<<<<
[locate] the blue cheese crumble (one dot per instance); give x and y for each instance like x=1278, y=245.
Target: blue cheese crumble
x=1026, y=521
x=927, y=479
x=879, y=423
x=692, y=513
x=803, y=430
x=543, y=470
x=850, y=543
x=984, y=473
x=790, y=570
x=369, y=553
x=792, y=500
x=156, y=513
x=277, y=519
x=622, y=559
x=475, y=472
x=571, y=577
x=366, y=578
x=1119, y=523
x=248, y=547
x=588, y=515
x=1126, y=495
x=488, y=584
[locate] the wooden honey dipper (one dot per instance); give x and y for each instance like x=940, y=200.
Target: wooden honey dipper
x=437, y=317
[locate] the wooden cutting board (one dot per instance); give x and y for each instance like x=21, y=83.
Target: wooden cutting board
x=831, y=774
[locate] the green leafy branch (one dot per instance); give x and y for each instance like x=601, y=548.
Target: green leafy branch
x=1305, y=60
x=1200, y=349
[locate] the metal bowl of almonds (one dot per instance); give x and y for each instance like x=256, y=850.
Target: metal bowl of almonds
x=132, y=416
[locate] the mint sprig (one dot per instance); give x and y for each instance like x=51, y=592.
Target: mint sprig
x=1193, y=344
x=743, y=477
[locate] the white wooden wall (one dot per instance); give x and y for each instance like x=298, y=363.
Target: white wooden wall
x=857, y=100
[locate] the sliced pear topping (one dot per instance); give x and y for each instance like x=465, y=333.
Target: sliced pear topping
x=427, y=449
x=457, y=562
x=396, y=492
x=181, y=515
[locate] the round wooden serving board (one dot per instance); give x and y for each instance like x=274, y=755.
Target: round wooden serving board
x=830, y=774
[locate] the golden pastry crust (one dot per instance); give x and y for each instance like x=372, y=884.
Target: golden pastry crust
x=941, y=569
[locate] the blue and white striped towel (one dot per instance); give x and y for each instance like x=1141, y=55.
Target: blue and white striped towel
>>>>
*WHAT YOU NEED TO DO*:
State how many lines of the records above hold the word "locate", adding nothing beyond the number.

*ANSWER TO THE PROBLEM*:
11